*** Opening of GIVEN TEXT ***

Currently, Parkview Health sees six to eight patients per month via telehealth, including Jaime’s daughters, Josie, 6, and Emmabelle, 11, who meet with multiple specialists across Cincinnati Children’s. 

“The fact that we can save them the time and trip for two of their children to visit specialists is a huge benefit. It’s why we’re doing this,” said Gloria Saldana, a medical assistant at Parkview. 

Together, Cincinnati Children’s and Parkview Health strive to offer the best care for as many patients as possible. For each telehealth appointment, staff members onsite at our Ft. Wayne clinic located within Parkview Health are physically in the room with the family to support the doctor, as needed. 

“We facilitate the exam by helping the doctor with rooming the patient and assist with equipment used to expand the physical exam,” explained Jennifer Delaney, another medical assistant at Parkview Health.

Why Cincinnati Children’s? Doctor Expertise and Bedside Manner

Telehealth has been a welcome addition, said Jaime, and will save her lots of time travelling to and from appointments. But she will continue to drive to Cincinnati Children’s for her children’s medical needs when necessary. And she doesn’t mind doing so because of the compassionate doctors and dedicated staff.

*** Close of GIVEN TEXT ***
*** Opening of DATASET EXCERPTS ***

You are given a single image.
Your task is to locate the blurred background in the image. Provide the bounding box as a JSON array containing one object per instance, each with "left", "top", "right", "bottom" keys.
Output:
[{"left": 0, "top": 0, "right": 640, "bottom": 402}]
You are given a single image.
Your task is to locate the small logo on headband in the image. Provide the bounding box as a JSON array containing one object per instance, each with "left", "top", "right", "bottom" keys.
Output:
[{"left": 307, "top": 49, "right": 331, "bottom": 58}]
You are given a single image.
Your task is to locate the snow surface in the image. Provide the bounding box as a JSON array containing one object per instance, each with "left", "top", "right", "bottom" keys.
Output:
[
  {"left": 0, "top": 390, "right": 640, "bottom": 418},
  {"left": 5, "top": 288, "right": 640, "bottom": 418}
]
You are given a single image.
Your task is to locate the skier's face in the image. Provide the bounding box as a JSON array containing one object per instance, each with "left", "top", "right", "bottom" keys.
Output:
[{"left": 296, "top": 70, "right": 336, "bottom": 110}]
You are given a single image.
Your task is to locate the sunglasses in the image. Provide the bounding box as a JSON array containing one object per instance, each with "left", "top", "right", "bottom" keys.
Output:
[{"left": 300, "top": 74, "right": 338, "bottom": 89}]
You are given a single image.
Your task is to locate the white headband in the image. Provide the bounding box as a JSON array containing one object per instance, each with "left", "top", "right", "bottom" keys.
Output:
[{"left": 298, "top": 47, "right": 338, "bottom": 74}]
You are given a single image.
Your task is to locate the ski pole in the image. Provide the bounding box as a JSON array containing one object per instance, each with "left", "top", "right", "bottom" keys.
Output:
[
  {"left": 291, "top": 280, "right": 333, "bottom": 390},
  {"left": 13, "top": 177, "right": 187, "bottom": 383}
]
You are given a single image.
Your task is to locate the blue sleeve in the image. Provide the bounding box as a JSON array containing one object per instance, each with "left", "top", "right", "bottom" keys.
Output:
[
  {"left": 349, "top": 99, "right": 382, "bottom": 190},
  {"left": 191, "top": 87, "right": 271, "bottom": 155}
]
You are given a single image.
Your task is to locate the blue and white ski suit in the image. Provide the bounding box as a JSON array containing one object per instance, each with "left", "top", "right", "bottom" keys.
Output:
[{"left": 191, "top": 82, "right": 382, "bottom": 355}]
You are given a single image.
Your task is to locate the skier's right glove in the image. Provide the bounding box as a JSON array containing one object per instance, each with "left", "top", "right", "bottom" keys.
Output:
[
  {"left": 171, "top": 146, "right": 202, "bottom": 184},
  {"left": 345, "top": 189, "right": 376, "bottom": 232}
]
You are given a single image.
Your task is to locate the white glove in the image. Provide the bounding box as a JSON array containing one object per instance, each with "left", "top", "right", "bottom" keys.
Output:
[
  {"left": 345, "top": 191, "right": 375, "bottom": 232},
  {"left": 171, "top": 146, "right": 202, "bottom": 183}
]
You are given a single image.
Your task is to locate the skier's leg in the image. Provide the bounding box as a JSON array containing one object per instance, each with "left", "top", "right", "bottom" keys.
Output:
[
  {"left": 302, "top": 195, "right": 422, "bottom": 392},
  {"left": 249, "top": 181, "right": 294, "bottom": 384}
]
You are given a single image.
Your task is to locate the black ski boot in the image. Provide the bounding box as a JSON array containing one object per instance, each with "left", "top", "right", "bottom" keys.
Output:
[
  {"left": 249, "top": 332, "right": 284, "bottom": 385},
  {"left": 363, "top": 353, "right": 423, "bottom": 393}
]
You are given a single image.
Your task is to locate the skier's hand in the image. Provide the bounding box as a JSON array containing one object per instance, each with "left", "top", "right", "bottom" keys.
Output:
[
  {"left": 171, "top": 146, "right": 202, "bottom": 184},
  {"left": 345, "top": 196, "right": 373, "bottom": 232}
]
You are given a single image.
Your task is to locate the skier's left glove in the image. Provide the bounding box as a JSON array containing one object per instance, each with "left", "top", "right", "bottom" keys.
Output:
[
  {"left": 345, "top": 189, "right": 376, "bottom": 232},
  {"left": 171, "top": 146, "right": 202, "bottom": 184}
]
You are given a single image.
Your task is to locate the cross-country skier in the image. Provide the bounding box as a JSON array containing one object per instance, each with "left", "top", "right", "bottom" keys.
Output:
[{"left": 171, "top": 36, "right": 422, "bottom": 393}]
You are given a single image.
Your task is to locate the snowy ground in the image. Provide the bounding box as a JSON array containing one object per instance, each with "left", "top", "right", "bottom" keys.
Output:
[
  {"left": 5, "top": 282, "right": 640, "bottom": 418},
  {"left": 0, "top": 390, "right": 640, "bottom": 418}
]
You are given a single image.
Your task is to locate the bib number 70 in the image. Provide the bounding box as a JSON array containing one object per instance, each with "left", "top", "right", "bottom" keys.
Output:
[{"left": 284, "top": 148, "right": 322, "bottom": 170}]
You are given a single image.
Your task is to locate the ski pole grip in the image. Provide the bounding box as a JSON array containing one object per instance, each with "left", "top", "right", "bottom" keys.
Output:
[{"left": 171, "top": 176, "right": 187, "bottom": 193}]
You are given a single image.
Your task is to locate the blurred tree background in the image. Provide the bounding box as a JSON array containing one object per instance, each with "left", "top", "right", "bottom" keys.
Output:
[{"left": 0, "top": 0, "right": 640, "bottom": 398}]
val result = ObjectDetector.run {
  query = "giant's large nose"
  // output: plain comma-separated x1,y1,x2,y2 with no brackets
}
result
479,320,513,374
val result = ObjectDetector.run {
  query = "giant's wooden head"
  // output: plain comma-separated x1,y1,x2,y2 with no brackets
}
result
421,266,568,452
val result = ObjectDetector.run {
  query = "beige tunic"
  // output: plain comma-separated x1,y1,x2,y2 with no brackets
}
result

*** Close of DATASET EXCERPTS ***

> **WORK INSTRUCTION A**:
In the telehealth passage, rewrite everything from "Currently, Parkview Health" down to "across Cincinnati Children’s.", replacing "six to eight" with "ten to twelve".
> **WORK INSTRUCTION B**:
What is Gloria Saldana's job at Parkview, according to the telehealth passage?
> **WORK INSTRUCTION C**:
Who are all the people named in the telehealth passage?

> **EXERCISE OUTPUT A**:
Currently, Parkview Health sees ten to twelve patients per month via telehealth, including Jaime’s daughters, Josie, 6, and Emmabelle, 11, who meet with multiple specialists across Cincinnati Children’s.

> **EXERCISE OUTPUT B**:
She is a medical assistant at Parkview.

> **EXERCISE OUTPUT C**:
Jaime
Josie
Emmabelle
Gloria Saldana
Jennifer Delaney